What is expected:
Put the stretch of rows below, from the line containing "of the backpack" through the line containing "x=40, y=244", into a JSON list of strings with one string per line, both ends included and blank lines left out.

===== Input =====

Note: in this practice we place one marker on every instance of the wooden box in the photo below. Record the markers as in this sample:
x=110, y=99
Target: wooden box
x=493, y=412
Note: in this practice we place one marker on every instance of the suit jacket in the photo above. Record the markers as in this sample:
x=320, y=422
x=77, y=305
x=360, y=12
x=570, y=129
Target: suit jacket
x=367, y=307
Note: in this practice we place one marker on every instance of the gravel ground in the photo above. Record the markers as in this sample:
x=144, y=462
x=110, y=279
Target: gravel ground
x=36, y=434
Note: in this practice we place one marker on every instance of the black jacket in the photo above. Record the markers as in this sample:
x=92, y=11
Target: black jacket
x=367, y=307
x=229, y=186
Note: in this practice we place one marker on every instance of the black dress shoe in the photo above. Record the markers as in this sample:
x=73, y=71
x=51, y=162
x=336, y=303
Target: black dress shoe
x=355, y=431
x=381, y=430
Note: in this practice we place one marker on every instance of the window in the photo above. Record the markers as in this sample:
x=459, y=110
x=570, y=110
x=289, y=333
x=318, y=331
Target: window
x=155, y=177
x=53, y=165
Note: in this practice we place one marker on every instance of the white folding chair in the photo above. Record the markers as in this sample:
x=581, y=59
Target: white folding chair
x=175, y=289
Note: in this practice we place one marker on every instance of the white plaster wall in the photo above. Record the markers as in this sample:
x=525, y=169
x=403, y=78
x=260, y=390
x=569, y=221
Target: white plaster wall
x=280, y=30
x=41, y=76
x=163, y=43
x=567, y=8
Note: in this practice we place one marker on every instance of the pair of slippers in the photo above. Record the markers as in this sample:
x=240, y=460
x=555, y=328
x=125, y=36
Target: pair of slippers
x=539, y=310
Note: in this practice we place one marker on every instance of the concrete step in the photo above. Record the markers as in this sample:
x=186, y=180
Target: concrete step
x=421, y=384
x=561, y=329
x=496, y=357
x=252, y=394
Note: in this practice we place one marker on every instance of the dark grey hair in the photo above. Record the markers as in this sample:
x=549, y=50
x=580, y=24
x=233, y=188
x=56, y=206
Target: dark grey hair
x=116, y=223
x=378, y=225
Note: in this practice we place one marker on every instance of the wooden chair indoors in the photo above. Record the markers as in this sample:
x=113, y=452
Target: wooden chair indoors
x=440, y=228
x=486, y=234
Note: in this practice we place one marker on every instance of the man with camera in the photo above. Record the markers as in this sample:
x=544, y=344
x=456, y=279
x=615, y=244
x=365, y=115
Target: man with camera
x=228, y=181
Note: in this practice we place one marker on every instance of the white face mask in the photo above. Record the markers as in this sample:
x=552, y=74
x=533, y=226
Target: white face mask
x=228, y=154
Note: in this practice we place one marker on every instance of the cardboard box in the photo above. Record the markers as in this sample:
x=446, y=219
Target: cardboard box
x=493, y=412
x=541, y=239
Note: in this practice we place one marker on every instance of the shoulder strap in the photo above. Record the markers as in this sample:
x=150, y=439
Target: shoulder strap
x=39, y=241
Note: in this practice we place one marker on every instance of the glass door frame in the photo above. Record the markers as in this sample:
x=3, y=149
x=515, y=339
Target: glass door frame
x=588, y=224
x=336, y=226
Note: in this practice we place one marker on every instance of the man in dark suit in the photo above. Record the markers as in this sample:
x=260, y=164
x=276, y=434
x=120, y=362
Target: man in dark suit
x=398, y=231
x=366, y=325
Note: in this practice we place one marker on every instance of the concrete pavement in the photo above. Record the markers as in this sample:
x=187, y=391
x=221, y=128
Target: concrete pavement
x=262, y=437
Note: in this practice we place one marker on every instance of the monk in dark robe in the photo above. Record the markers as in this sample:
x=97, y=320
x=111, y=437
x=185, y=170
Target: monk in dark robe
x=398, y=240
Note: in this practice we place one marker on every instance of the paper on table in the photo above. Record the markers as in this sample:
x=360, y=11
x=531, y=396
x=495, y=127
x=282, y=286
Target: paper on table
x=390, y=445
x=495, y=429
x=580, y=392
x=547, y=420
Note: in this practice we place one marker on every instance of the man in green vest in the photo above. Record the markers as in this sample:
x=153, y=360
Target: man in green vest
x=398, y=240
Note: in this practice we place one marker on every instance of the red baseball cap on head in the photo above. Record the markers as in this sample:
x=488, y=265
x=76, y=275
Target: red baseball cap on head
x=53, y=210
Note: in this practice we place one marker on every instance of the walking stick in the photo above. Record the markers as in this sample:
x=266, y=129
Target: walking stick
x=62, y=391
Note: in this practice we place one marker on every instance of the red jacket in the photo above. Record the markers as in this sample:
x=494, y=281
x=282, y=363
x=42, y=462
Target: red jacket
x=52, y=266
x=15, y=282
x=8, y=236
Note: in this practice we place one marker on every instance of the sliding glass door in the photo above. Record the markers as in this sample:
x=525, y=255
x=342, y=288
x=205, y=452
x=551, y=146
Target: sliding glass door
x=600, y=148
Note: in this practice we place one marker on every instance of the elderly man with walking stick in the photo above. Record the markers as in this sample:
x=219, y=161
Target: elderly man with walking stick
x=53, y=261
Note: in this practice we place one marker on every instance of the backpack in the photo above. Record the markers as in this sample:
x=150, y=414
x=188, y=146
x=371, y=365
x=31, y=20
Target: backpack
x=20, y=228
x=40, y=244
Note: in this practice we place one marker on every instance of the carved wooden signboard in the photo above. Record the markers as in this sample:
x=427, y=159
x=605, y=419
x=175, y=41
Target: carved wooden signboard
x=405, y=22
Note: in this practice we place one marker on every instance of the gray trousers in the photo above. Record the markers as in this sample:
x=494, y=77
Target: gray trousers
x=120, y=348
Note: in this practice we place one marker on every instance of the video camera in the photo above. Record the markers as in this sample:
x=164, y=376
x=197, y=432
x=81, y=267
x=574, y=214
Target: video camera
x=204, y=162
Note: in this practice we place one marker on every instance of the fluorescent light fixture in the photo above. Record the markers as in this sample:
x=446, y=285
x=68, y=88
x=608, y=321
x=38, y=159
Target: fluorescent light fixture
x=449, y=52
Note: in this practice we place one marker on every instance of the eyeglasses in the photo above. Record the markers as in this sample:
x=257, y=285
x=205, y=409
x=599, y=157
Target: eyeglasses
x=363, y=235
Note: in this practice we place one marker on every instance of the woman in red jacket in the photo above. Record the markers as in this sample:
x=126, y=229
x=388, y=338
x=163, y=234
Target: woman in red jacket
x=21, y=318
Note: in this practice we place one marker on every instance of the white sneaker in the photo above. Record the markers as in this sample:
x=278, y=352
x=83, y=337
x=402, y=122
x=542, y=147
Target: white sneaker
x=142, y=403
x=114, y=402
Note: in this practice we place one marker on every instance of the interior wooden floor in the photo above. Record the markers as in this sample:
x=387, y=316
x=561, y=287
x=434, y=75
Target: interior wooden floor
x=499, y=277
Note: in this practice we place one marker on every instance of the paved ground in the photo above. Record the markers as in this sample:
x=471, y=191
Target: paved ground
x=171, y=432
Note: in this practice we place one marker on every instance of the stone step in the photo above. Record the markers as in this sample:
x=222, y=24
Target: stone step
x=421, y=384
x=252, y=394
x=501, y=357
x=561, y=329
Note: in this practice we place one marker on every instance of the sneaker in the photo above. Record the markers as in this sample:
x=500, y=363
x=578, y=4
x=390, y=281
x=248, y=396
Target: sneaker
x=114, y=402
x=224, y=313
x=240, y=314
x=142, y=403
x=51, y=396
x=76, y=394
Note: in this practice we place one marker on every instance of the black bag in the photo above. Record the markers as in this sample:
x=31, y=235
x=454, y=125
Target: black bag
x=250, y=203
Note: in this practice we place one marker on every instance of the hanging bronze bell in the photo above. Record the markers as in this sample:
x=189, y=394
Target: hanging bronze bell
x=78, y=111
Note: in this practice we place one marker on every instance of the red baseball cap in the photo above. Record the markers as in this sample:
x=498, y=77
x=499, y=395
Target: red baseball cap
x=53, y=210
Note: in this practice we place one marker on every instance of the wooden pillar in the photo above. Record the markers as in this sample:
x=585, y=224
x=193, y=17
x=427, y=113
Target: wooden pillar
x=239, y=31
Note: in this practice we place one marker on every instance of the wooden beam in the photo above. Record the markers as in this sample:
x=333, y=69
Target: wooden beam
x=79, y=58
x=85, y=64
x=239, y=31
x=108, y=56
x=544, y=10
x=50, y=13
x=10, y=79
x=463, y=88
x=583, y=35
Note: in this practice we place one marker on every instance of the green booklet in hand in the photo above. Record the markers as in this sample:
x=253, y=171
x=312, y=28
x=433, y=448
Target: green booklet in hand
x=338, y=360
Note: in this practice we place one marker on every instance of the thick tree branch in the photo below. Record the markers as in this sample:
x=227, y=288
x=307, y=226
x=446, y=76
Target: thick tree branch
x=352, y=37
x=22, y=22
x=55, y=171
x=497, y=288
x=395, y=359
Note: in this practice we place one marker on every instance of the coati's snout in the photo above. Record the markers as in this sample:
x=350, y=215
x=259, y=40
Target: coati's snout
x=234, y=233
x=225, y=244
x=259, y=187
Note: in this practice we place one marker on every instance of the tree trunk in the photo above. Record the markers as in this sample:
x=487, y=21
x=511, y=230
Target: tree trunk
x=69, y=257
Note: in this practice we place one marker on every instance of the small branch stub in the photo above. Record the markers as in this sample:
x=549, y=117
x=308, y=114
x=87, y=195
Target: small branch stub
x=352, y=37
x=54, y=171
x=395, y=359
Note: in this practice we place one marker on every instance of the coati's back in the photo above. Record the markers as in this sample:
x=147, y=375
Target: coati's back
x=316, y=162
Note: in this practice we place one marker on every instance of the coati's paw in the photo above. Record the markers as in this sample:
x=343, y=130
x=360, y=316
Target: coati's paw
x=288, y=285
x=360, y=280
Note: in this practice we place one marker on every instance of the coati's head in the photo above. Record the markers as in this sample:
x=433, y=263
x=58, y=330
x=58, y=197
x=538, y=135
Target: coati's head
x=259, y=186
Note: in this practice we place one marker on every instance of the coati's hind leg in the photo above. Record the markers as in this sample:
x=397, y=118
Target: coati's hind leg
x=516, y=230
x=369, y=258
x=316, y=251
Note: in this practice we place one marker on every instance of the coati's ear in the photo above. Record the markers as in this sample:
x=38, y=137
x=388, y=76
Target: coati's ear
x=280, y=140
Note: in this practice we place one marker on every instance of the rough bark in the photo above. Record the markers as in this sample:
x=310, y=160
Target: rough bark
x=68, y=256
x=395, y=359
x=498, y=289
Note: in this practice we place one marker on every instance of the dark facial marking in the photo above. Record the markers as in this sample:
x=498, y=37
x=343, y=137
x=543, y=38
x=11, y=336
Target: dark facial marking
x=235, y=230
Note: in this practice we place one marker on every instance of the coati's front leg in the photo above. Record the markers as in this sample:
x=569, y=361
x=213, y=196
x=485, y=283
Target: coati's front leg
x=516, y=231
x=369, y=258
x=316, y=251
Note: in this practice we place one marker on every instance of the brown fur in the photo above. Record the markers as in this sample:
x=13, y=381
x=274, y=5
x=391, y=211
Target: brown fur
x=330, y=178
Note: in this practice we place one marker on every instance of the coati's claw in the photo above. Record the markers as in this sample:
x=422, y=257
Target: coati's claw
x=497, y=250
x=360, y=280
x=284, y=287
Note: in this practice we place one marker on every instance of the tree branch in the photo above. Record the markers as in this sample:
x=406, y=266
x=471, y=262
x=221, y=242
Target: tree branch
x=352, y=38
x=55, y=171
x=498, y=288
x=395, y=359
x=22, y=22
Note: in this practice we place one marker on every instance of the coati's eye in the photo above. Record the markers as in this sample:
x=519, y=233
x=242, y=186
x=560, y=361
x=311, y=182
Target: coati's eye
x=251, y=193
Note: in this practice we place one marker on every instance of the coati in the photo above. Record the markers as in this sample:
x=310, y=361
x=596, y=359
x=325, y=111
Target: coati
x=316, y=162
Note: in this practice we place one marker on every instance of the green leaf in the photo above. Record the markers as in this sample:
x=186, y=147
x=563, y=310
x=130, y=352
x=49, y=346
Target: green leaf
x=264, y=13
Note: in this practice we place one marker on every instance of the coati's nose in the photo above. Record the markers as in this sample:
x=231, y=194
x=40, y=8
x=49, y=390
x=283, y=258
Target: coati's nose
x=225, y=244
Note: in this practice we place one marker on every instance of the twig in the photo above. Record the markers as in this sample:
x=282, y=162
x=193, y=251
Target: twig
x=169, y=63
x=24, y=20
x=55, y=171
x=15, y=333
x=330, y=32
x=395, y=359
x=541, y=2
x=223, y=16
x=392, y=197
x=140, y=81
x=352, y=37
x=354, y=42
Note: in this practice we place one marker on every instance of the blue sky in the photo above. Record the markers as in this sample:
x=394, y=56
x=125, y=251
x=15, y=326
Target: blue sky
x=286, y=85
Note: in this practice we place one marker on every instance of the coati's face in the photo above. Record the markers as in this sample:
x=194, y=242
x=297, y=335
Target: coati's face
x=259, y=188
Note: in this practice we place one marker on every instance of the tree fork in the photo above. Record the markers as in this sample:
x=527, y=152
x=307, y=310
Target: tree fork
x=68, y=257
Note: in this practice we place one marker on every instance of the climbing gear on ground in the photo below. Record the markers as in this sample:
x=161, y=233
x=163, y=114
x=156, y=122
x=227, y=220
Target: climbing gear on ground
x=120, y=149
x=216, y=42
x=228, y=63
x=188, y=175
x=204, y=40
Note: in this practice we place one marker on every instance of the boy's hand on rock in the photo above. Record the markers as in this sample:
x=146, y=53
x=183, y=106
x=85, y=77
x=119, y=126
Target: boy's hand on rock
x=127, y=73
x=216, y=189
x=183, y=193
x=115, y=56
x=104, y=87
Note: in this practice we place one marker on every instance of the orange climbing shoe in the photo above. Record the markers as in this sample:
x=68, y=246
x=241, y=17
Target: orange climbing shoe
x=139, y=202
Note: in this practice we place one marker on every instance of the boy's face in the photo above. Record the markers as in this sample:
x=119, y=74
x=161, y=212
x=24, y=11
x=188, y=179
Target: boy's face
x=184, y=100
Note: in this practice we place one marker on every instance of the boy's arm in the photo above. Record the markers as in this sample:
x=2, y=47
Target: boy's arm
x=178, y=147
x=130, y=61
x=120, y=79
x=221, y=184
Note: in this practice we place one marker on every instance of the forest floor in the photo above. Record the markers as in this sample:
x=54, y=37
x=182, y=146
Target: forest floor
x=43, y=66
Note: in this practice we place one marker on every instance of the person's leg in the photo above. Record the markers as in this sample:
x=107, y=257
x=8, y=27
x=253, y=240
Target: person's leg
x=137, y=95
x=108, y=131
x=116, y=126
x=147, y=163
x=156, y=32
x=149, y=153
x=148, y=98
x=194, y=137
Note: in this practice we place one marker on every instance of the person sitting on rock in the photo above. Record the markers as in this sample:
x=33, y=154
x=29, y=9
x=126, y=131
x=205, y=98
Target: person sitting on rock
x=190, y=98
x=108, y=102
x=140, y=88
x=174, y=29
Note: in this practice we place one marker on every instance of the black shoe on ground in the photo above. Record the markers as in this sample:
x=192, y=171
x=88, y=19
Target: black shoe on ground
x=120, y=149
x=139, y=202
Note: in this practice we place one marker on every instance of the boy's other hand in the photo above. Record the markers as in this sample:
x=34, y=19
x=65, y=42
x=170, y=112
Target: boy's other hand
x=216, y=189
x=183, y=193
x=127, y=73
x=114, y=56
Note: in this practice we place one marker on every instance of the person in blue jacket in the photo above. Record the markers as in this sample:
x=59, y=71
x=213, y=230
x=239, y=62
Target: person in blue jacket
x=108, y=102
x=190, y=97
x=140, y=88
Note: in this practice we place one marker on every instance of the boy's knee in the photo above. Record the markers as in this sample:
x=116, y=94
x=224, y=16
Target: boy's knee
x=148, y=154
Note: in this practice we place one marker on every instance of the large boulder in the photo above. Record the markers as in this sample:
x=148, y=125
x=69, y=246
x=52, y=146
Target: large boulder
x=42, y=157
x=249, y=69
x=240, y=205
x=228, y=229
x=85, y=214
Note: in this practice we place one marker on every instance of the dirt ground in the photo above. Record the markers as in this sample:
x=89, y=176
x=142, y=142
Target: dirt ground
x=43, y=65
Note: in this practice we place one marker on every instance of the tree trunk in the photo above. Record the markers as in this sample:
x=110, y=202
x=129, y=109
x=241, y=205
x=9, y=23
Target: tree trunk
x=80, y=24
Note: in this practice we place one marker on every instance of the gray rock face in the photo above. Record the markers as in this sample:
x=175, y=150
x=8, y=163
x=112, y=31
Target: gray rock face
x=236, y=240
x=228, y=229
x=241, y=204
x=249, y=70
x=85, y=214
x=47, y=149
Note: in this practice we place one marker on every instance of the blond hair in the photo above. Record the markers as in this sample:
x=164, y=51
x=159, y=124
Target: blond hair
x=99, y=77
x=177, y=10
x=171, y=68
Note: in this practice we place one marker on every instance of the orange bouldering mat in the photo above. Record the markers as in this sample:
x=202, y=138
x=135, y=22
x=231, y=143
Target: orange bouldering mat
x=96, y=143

=====

The answer:
[
  "Note: in this practice we place one marker on every instance of the backpack in the photo above. Record the markers as in this sample:",
  "x=150, y=414",
  "x=188, y=146",
  "x=371, y=365",
  "x=31, y=20",
  "Target: backpack",
  "x=20, y=228",
  "x=40, y=244"
]